__Exercise aim__
Pull out and copy every line of the items below that contains the word "blue". Case counts.

__Dataset records__

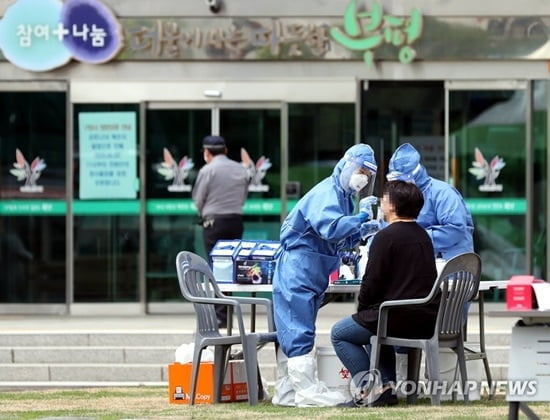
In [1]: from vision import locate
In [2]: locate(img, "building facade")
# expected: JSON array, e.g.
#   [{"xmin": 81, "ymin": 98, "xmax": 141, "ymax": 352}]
[{"xmin": 0, "ymin": 0, "xmax": 550, "ymax": 314}]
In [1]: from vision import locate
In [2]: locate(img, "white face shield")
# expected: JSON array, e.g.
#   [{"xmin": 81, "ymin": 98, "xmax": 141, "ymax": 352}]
[
  {"xmin": 340, "ymin": 157, "xmax": 376, "ymax": 195},
  {"xmin": 386, "ymin": 163, "xmax": 422, "ymax": 183}
]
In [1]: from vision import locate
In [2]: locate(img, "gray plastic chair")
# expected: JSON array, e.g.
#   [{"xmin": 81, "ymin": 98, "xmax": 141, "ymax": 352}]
[
  {"xmin": 370, "ymin": 252, "xmax": 481, "ymax": 405},
  {"xmin": 176, "ymin": 251, "xmax": 277, "ymax": 405}
]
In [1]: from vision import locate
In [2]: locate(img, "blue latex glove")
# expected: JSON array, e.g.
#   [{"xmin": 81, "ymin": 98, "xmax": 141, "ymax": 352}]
[
  {"xmin": 359, "ymin": 195, "xmax": 378, "ymax": 221},
  {"xmin": 359, "ymin": 220, "xmax": 380, "ymax": 240}
]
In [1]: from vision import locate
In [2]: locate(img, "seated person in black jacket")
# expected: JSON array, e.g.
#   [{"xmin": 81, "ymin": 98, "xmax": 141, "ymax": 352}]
[{"xmin": 331, "ymin": 181, "xmax": 439, "ymax": 405}]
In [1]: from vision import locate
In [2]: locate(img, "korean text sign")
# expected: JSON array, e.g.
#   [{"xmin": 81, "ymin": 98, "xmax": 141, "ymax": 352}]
[{"xmin": 78, "ymin": 112, "xmax": 137, "ymax": 199}]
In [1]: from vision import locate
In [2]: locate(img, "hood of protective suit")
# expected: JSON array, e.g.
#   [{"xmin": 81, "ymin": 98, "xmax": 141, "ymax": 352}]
[
  {"xmin": 388, "ymin": 143, "xmax": 430, "ymax": 191},
  {"xmin": 332, "ymin": 143, "xmax": 378, "ymax": 194}
]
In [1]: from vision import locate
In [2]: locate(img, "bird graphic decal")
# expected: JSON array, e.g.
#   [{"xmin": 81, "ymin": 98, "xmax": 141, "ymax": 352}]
[
  {"xmin": 157, "ymin": 147, "xmax": 195, "ymax": 192},
  {"xmin": 10, "ymin": 149, "xmax": 46, "ymax": 193},
  {"xmin": 241, "ymin": 148, "xmax": 271, "ymax": 192},
  {"xmin": 468, "ymin": 147, "xmax": 506, "ymax": 192}
]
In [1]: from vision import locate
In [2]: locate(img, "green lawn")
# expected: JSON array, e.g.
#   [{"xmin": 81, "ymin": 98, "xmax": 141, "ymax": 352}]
[{"xmin": 0, "ymin": 387, "xmax": 550, "ymax": 420}]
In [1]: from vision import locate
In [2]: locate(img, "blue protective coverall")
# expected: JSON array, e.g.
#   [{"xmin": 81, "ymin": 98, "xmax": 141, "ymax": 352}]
[
  {"xmin": 388, "ymin": 143, "xmax": 474, "ymax": 260},
  {"xmin": 273, "ymin": 144, "xmax": 376, "ymax": 358}
]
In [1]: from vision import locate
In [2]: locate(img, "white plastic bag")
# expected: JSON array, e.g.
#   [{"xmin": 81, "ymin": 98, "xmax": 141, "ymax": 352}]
[{"xmin": 175, "ymin": 343, "xmax": 214, "ymax": 364}]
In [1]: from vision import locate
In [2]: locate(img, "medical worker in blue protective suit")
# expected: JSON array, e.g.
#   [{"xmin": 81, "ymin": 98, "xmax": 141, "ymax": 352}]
[
  {"xmin": 386, "ymin": 143, "xmax": 474, "ymax": 261},
  {"xmin": 386, "ymin": 143, "xmax": 474, "ymax": 388},
  {"xmin": 272, "ymin": 144, "xmax": 377, "ymax": 406}
]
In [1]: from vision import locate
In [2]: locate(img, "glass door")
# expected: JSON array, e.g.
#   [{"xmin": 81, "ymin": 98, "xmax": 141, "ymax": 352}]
[
  {"xmin": 145, "ymin": 102, "xmax": 281, "ymax": 306},
  {"xmin": 445, "ymin": 81, "xmax": 531, "ymax": 280},
  {"xmin": 0, "ymin": 82, "xmax": 67, "ymax": 313}
]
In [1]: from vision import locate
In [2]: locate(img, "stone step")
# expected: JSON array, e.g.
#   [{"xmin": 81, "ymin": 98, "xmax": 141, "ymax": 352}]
[{"xmin": 0, "ymin": 330, "xmax": 510, "ymax": 387}]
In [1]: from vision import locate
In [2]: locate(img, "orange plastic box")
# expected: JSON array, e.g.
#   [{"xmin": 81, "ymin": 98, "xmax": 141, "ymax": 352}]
[
  {"xmin": 168, "ymin": 362, "xmax": 233, "ymax": 404},
  {"xmin": 506, "ymin": 276, "xmax": 542, "ymax": 311}
]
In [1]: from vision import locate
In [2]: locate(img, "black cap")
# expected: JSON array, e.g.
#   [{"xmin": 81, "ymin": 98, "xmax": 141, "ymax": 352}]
[{"xmin": 202, "ymin": 136, "xmax": 225, "ymax": 150}]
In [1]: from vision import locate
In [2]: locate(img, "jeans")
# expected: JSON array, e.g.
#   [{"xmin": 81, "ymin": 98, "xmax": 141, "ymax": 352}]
[{"xmin": 330, "ymin": 316, "xmax": 395, "ymax": 387}]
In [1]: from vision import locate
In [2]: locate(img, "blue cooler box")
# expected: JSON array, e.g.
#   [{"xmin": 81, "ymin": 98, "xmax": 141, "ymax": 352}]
[
  {"xmin": 235, "ymin": 241, "xmax": 281, "ymax": 284},
  {"xmin": 210, "ymin": 239, "xmax": 241, "ymax": 283}
]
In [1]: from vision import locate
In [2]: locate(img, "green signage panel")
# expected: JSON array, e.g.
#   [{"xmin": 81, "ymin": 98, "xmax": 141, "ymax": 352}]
[
  {"xmin": 73, "ymin": 200, "xmax": 140, "ymax": 215},
  {"xmin": 146, "ymin": 199, "xmax": 197, "ymax": 215},
  {"xmin": 0, "ymin": 200, "xmax": 67, "ymax": 216},
  {"xmin": 465, "ymin": 198, "xmax": 527, "ymax": 215},
  {"xmin": 147, "ymin": 198, "xmax": 292, "ymax": 216}
]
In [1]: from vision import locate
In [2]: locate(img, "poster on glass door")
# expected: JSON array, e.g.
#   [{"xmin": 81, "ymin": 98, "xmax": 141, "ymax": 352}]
[{"xmin": 78, "ymin": 112, "xmax": 138, "ymax": 199}]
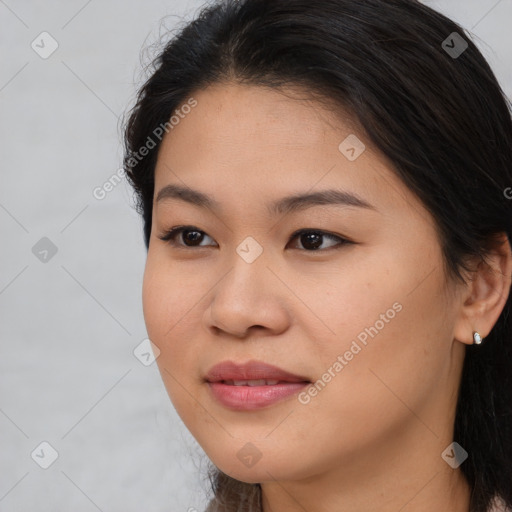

__Complete output__
In [2]: locate(img, "blue latex glove")
In [2]: locate(img, "blue protective coverall")
In [2]: locate(img, "medical worker in blue protective suit")
In [2]: locate(img, "blue cooler box")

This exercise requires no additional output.